### WORK TO BE COMPLETED
Could you copy exactly the lines from the start of the records through the one containing "Please draw the outline of every instance of the ornate", both included, and leave out the pictures?

### RECORDS FOR THIS TASK
★ ★ ★ ★ ★ ★ ★

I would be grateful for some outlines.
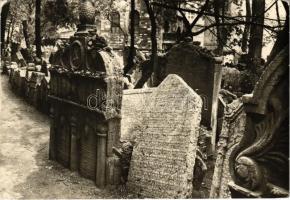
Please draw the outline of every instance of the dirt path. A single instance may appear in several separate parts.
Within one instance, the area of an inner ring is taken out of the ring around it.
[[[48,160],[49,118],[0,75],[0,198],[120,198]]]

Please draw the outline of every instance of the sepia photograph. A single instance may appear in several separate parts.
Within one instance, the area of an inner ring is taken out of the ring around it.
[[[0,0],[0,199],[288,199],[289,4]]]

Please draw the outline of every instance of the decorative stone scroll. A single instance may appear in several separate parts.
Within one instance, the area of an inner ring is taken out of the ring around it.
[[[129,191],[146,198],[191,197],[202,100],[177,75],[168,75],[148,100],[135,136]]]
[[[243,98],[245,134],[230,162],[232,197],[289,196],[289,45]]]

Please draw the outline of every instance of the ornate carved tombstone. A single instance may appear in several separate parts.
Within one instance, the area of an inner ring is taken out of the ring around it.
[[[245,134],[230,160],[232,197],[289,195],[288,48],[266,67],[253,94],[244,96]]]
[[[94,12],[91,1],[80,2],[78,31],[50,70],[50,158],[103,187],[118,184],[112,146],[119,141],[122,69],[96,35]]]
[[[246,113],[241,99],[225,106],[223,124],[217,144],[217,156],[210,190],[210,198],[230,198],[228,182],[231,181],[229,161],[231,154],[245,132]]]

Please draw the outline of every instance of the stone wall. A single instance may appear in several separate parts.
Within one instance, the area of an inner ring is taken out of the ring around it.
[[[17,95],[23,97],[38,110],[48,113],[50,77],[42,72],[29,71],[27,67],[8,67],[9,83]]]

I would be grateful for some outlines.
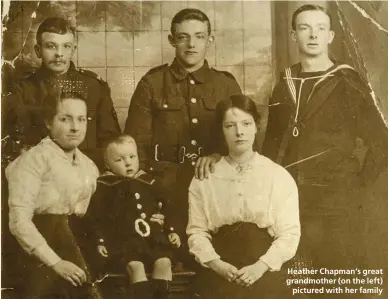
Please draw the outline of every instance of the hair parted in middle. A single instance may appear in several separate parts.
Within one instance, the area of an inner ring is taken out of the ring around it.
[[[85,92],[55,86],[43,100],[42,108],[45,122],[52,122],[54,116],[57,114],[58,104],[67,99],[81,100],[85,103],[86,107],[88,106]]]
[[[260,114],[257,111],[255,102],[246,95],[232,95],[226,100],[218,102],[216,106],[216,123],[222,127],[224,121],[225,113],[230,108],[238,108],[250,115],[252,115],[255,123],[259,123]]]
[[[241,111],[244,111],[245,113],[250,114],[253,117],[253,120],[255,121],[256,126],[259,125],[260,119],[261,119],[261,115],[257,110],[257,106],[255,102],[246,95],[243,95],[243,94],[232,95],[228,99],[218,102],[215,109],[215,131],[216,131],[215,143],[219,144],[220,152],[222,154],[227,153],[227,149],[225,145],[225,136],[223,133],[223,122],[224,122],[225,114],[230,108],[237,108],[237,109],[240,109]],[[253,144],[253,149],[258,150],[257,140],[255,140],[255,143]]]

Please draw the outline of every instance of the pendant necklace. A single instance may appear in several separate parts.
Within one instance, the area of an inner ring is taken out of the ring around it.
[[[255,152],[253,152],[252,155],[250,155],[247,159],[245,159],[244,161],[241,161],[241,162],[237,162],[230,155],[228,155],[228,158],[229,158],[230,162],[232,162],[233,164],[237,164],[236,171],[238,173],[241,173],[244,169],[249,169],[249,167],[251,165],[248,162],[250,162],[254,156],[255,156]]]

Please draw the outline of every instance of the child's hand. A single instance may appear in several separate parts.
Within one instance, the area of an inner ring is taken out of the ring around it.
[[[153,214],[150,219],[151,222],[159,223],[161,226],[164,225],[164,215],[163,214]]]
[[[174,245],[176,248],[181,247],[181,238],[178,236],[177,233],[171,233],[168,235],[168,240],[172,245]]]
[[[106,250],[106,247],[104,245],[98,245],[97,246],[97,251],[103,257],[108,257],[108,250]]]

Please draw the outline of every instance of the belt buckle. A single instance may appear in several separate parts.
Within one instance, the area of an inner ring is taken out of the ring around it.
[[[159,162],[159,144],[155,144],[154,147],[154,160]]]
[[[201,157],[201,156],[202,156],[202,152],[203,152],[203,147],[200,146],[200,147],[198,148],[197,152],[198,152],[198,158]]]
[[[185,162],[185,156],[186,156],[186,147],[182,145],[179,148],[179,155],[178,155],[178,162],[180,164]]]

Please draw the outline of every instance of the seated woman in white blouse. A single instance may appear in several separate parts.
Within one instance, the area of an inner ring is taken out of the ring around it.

★ ★ ★ ★ ★ ★ ★

### EXPECTED OUTPUT
I would be grateful for some outlines.
Please draw the outline of every instance of the dirt path. A single instance may appear in several separate parts.
Within one instance, the area of an inner ring is taken out of the ring around it.
[[[48,160],[49,118],[0,75],[0,198],[120,198]]]

Please draw the outline of every instance of the sepia photograph. A single instance may appear in several separate parts.
Within one instance, the area of an inner ring is taken out of the ring around it.
[[[0,0],[0,199],[288,199],[289,4]]]

Please draw the outline of every instance of the decorative stone scroll. A single instance may appear in several separate parts.
Within one instance, the area of an inner ring is taken out of the ring around it.
[[[129,191],[146,198],[191,197],[202,100],[177,75],[168,75],[148,100],[135,136]]]
[[[243,98],[245,134],[230,162],[232,197],[289,196],[289,45]]]

Please draw the outline of every instance of the ornate carved tombstone. A single instance may appear in several separate parts.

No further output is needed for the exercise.